## What you should do
Return all lines of the records that contain the word "center".

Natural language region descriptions
- Opening Delimiter -

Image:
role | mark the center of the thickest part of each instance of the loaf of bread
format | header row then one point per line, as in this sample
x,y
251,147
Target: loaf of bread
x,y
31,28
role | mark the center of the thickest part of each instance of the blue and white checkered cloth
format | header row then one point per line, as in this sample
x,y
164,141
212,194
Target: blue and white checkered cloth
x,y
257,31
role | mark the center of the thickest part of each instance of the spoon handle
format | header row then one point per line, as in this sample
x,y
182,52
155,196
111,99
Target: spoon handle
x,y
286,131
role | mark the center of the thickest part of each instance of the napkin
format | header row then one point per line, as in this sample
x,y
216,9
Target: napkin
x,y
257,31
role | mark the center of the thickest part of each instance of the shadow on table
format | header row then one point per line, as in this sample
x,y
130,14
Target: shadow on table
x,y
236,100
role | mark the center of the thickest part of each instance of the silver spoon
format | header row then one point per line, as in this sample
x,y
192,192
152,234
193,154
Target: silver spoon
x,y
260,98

- Closing Delimiter -

## Exercise answer
role | mark the center of the thickest part of each instance of the loaf of bread
role | mark the center of the thickest part of each instance of the blue and white checkered cloth
role | mark the center of the thickest part of each instance of the spoon handle
role | mark the center of the thickest part of each instance of the napkin
role | mark the center of the thickest part of each instance of the shadow on table
role | mark the center of the thickest part of each instance of the silver spoon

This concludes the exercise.